:: Trecho do documento ::

Abaixo-Assinado (#44751):

Representação MP - Planeta Atlântida - Interdição de Vias

Destinatário: MP RS

Xangri-lá, 31 de Janeiro de 2019

Exmo(a). Sr(a). Promotor(a) de Justiça

Nós, abaixo-assinados, moradores do bairro Atlântida, no município de Xangri-lá – RS, área estritamente residencial conforme plano diretor do município, viemos oferecer representação contra a Prefeitura Municipal de Xangri-lá e contra a empresa realizadora do “Evento” Planeta Atlântida a ser realizado nas dependências campestres da Sociedade Amigos do Balneário Atlântida (SABA) e expor os seguintes fatos:

​ O bairro Atlântida teve Vias Públicas interditadas e desviadas, prejudicando muito os deslocamentos pelo bairro. Algumas ruas simplesmente terminam em um paredão de metal, sem sinalização, sem iluminação, outras sofrem desvios por canteiros laterais, sem calçamento e que acumulam barro, inclusive em alguns casos impedindo a passagem do veículo e pedestres, estes últimos tem que literalmente colocar o pé no barro. Inexistiu qualquer aviso prévio, divulgação e tampouco sinalização destas interdições e desvios.
​Inicialmente, ressalta-se que o planejamento, projeto, regulamentação e operação do trânsito são atividades de competência, nas vias urbanas, , dos órgãos e entidades executivos de trânsito municipais, nos termos dos artigos 21, inciso II e 24, inciso II, do Código de Trânsito Brasileiro (CTB).

Portanto, havendo a necessidade de bloqueios e desvios do trânsito, pode o órgão responsável realizar o fechamento da via pública, levando-se em consideração, além das circunstâncias específicas de cada caso, a finalidade de preservação do interesse público.

Importante esclarecer àqueles que se socorrem do direito de ir e vir para questionar as limitações impostas pelo órgão público que o artigo 5º, inciso XV, da Constituição Federal (CF/88) estabelece que “é livre a locomoção no território nacional em tempo de paz, podendo qualquer pessoa, nos termos da lei, nele entrar, permanecer ou dele sair com seus bens”, ou seja, o texto constitucional admite restrições, nos termos da lei.

:::
:: Dados fornecidos ::

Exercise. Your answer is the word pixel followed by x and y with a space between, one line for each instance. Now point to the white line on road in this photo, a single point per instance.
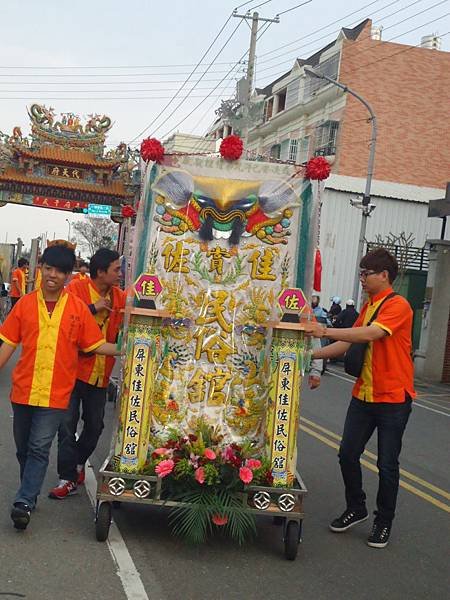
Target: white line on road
pixel 416 403
pixel 126 569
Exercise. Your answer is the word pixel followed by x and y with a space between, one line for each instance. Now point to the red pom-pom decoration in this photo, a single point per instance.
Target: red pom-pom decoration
pixel 317 168
pixel 128 211
pixel 231 147
pixel 152 149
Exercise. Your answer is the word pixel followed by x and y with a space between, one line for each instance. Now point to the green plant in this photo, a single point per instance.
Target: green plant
pixel 194 519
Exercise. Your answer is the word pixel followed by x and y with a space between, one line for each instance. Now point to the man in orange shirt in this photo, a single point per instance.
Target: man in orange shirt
pixel 52 326
pixel 382 393
pixel 19 281
pixel 106 301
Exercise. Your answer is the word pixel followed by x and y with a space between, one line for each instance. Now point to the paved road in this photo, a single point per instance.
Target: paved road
pixel 57 557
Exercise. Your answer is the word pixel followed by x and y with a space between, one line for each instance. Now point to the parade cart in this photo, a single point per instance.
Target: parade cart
pixel 223 262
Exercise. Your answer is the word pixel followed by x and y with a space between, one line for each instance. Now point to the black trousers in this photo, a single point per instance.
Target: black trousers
pixel 73 452
pixel 362 419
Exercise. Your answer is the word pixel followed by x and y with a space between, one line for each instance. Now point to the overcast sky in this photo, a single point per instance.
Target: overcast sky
pixel 159 44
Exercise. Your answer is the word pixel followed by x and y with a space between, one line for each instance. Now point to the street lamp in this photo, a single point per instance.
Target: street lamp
pixel 365 205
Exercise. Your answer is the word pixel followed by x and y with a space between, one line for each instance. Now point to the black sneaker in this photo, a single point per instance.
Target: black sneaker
pixel 347 520
pixel 379 537
pixel 20 514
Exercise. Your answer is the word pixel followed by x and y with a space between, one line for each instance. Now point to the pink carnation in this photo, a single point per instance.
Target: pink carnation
pixel 253 463
pixel 228 453
pixel 210 454
pixel 200 475
pixel 245 474
pixel 219 520
pixel 160 451
pixel 164 468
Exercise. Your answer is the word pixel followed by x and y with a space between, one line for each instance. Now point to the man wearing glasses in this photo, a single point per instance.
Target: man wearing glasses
pixel 381 396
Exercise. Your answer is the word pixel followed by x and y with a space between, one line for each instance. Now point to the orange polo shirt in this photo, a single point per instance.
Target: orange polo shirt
pixel 387 371
pixel 95 369
pixel 47 369
pixel 18 283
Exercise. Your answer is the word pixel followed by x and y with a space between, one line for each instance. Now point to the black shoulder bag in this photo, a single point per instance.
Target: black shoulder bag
pixel 354 357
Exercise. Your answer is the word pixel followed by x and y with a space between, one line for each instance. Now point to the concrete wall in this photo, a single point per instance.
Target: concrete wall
pixel 429 360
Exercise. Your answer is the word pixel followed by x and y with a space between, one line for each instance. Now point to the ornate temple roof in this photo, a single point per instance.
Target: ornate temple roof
pixel 114 188
pixel 71 156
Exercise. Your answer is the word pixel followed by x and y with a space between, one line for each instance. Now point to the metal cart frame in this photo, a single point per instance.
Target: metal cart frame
pixel 283 505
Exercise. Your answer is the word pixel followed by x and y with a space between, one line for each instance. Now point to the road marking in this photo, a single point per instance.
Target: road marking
pixel 403 472
pixel 371 467
pixel 126 569
pixel 434 404
pixel 416 403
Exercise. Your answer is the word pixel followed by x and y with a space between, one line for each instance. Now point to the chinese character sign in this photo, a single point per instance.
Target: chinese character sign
pixel 221 240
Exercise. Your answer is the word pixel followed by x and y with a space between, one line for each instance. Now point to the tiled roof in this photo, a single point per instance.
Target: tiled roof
pixel 384 189
pixel 116 188
pixel 66 156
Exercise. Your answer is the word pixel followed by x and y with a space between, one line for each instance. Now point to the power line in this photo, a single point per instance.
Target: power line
pixel 326 35
pixel 359 40
pixel 187 80
pixel 293 8
pixel 200 103
pixel 320 29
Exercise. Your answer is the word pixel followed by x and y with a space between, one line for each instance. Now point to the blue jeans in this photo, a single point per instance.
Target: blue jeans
pixel 362 419
pixel 34 430
pixel 73 452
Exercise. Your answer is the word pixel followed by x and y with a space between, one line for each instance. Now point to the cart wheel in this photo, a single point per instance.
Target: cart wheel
pixel 291 540
pixel 103 521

:::

▶ _Objetivo da tarefa_:
Troque "Constituição Federal" por "Carta Magna" no trecho do abaixo-assinado que vai de "Importante esclarecer àqueles" até "termos da lei." e escreva esse trecho de novo.

▶ _Resposta_:
Importante esclarecer àqueles que se socorrem do direito de ir e vir para questionar as limitações impostas pelo órgão público que o artigo 5º, inciso XV, da Carta Magna (CF/88) estabelece que “é livre a locomoção no território nacional em tempo de paz, podendo qualquer pessoa, nos termos da lei, nele entrar, permanecer ou dele sair com seus bens”, ou seja, o texto constitucional admite restrições, nos termos da lei.